Como é a relação entre lei e
graça? Frequentemente, temos um pensamento dispensacionalista de que o Antigo
Testamento era a “época” (ou dispensação) da Lei e o Novo Testamento é a era da
graça. Essa dicotomia pode levar a compreensões erradas a respeito da obra de
Cristo e da maneira como um cristão deve viver. É necessário entender que lei e
graça são aspectos da dádiva de Deus ao homem que sempre existiram juntas. João
1 diz que “a Lei veio por Moisés; a graça e a verdade vieram por meio do
Filho”. Isso faz referência à revelação de Deus, não à efetividade dessas
dádivas. Não é como se, no Antigo Testamento, não houvesse graça. E nem é
verdade que, no Novo, não há normatividade da Lei.

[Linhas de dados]
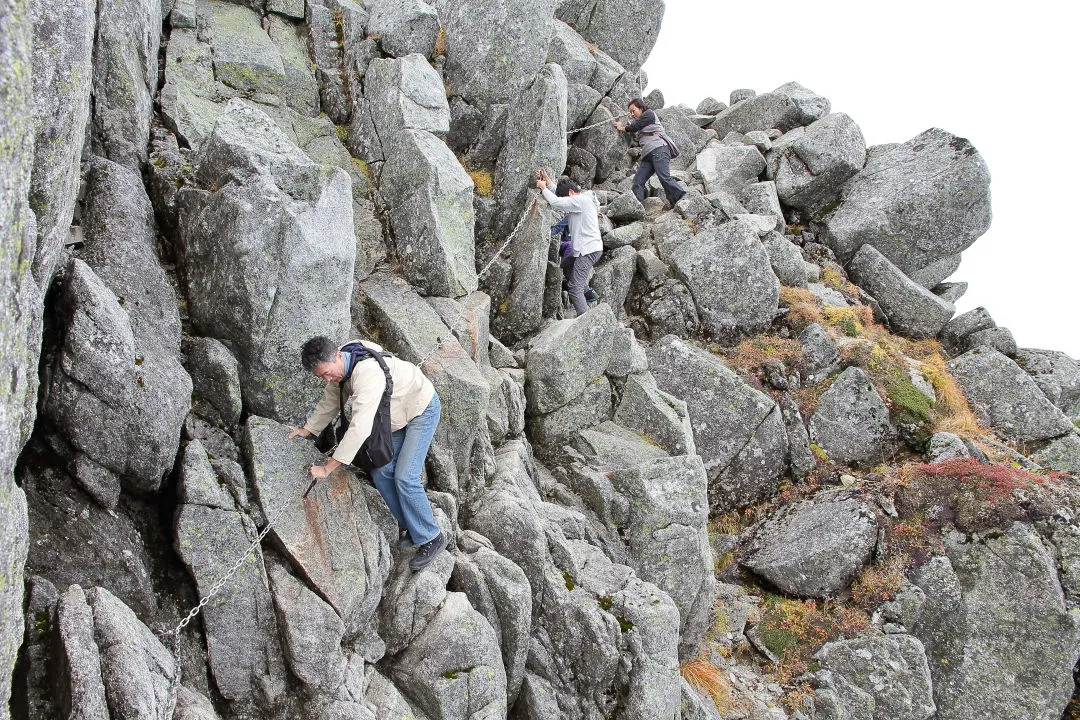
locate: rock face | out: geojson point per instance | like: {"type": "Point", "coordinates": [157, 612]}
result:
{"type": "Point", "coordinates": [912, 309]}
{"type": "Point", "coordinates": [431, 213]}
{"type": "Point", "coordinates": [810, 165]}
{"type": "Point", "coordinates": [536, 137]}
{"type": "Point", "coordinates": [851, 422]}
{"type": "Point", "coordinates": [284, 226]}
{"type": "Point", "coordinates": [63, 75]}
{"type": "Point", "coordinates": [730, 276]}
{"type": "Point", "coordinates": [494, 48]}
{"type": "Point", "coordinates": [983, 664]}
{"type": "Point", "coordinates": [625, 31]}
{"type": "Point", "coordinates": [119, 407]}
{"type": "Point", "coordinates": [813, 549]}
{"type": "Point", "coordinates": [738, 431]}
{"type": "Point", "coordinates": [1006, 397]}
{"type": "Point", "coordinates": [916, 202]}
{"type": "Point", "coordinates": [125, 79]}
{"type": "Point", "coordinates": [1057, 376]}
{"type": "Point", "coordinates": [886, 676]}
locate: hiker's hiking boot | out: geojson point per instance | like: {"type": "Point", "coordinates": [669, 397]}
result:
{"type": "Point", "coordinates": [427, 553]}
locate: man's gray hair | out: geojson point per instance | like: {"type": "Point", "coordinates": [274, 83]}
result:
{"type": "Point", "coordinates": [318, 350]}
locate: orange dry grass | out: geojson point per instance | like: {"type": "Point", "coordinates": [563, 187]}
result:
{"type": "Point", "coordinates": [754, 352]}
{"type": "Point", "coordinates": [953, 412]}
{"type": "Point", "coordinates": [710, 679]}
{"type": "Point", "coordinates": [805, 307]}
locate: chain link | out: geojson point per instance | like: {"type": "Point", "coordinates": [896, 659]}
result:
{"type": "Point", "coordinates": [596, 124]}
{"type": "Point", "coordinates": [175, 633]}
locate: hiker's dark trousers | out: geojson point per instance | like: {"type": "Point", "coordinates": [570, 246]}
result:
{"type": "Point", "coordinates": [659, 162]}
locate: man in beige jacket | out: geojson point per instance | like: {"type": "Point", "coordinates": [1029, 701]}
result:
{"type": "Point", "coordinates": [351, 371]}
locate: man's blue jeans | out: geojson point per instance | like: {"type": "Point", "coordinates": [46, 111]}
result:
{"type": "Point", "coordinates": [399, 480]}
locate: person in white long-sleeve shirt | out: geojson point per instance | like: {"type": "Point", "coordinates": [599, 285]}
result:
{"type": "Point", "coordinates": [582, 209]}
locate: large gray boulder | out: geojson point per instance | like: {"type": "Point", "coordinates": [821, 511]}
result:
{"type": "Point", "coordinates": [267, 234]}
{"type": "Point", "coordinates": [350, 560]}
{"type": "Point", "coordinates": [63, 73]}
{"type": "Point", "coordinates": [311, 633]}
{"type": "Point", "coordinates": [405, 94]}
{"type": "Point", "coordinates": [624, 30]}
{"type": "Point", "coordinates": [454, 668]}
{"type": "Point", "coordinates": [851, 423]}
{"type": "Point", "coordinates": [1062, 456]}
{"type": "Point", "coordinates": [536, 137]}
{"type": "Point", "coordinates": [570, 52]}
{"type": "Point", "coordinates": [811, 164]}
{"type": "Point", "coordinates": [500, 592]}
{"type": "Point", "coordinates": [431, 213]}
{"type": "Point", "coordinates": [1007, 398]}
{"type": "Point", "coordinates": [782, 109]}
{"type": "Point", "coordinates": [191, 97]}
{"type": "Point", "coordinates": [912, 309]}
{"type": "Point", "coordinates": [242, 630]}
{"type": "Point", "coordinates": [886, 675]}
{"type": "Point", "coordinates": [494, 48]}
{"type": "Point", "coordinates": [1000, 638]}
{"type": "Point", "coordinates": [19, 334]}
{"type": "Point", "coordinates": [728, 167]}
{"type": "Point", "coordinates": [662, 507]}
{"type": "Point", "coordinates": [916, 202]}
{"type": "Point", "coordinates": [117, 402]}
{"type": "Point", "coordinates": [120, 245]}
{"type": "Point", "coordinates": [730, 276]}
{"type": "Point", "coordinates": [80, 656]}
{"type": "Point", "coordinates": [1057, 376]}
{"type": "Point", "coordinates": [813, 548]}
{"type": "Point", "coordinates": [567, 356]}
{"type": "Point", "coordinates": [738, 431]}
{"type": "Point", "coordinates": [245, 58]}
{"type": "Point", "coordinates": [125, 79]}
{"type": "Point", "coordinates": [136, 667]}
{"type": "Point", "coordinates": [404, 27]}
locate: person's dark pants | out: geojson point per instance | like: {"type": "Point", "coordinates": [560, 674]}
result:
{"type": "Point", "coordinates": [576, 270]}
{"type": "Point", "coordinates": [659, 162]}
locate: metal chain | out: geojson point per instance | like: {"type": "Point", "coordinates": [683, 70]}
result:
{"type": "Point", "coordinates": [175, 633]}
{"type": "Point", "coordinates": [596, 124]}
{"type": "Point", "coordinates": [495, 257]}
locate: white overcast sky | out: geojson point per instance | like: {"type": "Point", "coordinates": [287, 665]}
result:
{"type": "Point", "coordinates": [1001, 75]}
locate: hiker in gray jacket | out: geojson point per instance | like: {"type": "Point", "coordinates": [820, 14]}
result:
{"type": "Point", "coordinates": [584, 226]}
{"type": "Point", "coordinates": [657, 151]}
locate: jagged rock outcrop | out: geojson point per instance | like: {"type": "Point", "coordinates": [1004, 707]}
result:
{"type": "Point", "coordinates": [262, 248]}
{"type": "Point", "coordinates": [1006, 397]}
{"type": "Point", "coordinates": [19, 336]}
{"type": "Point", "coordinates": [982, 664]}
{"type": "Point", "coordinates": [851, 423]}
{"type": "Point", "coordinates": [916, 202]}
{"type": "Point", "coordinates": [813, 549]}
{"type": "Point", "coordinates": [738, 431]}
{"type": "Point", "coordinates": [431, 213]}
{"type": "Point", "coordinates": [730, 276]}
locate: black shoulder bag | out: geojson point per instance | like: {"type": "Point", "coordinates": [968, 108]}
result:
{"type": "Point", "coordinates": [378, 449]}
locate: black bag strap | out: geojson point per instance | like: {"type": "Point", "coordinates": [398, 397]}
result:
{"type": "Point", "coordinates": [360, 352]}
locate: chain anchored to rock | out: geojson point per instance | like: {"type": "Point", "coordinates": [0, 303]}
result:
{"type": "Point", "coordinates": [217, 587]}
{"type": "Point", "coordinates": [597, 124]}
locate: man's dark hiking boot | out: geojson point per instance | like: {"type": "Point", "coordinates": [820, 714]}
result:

> O QUE SE PEDE
Prossiga a redação do trecho sobre lei e graça a partir da última frase apresentada. Os itens provêm de uma fonte distinta da do trecho.

> RESPOSTA
Veja bem: se
você pensar que não havia a graça salvadora de Deus no Antigo Testamento,
concluirá que era possível ao homem ser salvo por obras ou que nenhum homem foi
salvo. Ambas as conclusões estão erradas. Se fosse possível ao homem ser salvo
por obras, toda a obra de Cristo é inútil. E, se nenhum homem houvesse sido
salvo, nenhum sentido existe nas declarações sobre a justiça de Noé, Moisés,
Abraão, Davi, e nem mesmo os profetas de Deus foram salvos, o que é absurdo.
Mas, ao contrário: o Novo Testamento justamente vai fundamentar a salvação pela
graça mediante a fé nas escrituras do Antigo Testamento. Romanos 4, bem como
grande parte do livro de Gálatas, é um argumento de Paulo de que a justificação
pela fé sempre existiu, e que isso é claro na história de Abraão. Abraão creu,
e essa fé foi-lhe atribuída como justiça. E essa justificação ocorreu antes que
Abraão houvesse feito qualquer obra consequente dessa fé – antes da
circuncisão, do sacrifício de Isaque. Romanos 9 (calma!) diz que Deus escolheu
Jacó pela sua graça, e não Esaú, antes que eles houvessem feito qualquer obra.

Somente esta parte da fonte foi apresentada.